[DATA ENTRIES start]

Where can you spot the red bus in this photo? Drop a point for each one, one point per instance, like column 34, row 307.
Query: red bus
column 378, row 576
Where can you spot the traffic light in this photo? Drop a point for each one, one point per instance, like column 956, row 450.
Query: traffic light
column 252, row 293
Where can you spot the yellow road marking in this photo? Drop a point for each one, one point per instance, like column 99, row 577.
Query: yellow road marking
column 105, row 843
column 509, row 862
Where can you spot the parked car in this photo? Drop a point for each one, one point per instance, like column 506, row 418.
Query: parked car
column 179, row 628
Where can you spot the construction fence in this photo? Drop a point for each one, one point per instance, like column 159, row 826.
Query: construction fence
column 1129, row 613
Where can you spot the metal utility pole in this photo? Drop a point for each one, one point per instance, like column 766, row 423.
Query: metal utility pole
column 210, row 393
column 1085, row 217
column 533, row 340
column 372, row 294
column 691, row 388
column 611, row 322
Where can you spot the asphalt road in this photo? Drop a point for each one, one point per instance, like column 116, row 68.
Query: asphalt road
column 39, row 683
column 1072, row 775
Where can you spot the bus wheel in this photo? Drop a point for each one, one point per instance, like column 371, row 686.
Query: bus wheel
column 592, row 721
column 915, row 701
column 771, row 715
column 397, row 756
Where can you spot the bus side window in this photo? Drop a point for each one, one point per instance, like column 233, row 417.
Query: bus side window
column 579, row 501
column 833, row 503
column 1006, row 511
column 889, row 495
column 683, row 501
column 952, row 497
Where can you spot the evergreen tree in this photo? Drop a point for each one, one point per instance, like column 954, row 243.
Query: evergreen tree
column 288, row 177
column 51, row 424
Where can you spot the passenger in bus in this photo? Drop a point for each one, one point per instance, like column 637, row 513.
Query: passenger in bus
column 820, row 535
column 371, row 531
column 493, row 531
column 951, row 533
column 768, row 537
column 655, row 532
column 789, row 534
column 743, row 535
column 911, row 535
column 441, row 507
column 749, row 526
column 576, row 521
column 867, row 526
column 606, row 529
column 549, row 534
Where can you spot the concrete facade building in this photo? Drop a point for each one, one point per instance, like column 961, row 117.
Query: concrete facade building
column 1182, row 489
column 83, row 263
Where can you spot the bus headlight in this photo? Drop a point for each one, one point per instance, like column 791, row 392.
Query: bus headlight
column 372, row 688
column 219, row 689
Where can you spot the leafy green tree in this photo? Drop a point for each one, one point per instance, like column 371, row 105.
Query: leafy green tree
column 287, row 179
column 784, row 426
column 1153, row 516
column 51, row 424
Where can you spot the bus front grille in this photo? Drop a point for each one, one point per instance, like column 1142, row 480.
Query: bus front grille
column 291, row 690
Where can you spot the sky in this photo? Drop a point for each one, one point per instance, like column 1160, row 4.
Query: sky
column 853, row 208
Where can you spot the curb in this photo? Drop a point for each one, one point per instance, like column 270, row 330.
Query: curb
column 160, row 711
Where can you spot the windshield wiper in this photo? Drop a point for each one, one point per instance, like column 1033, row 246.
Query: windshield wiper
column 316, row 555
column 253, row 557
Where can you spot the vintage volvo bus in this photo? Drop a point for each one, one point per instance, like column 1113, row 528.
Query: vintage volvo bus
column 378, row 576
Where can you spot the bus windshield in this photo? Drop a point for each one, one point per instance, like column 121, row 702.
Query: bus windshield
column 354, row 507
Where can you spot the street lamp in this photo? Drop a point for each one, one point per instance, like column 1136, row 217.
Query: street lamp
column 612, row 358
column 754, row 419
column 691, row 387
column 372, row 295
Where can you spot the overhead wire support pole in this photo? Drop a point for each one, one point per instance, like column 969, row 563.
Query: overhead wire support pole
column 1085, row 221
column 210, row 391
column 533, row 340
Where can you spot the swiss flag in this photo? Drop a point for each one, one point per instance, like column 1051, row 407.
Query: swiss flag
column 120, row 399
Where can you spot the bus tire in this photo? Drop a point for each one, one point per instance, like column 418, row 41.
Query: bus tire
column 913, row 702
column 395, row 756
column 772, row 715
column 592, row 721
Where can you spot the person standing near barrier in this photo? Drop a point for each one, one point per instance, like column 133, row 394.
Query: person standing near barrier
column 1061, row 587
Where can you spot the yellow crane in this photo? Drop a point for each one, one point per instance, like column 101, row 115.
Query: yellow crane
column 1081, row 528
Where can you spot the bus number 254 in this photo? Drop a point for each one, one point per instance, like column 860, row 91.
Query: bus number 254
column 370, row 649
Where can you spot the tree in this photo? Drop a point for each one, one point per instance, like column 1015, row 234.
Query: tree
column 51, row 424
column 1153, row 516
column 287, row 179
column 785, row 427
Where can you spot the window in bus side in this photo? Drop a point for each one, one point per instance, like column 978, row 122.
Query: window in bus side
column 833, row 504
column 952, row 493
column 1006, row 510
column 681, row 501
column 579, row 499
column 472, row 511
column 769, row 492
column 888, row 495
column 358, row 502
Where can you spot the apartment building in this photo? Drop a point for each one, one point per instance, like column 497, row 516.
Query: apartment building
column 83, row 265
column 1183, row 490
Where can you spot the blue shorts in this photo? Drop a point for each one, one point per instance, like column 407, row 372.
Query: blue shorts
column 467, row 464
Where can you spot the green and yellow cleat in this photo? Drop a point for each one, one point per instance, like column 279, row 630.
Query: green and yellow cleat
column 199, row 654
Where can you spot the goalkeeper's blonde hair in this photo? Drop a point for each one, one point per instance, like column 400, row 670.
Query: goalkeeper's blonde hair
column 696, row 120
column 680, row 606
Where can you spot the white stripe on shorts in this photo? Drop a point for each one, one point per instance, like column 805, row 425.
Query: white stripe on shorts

[DATA ENTRIES end]

**THE REQUEST**
Everything from the line with "Where can you spot the window" to the end of the listing above needs to be duplicated exactly, both end lines included, with nothing more.

**PROBLEM SOLUTION**
Where can you spot the window in bus side in this photo? Drop a point for each one, one point per instance, like column 978, row 122.
Query: window in bus side
column 833, row 504
column 952, row 493
column 1006, row 510
column 681, row 501
column 579, row 499
column 472, row 511
column 769, row 492
column 888, row 495
column 358, row 502
Where can you spot the apartment building in this photo? Drop a point for each one, one point per instance, like column 497, row 516.
Query: apartment building
column 83, row 265
column 1183, row 490
Where can you spot the blue shorts in this photo? Drop a point for each one, one point per instance, like column 407, row 372.
Query: blue shorts
column 467, row 464
Where can you spot the green and yellow cleat in this photo? Drop a point for each one, one point per instance, like column 279, row 630.
Query: green and yellow cleat
column 199, row 654
Where can you spot the goalkeeper's blonde hair in this photo? Drop a point for each one, one point per instance, like column 400, row 670.
Query: goalkeeper's blonde hair
column 696, row 120
column 680, row 606
Where can you spot the white stripe on shorts in this photo? Drop a point for each one, one point per instance, like column 805, row 425.
Query: white stripe on shorts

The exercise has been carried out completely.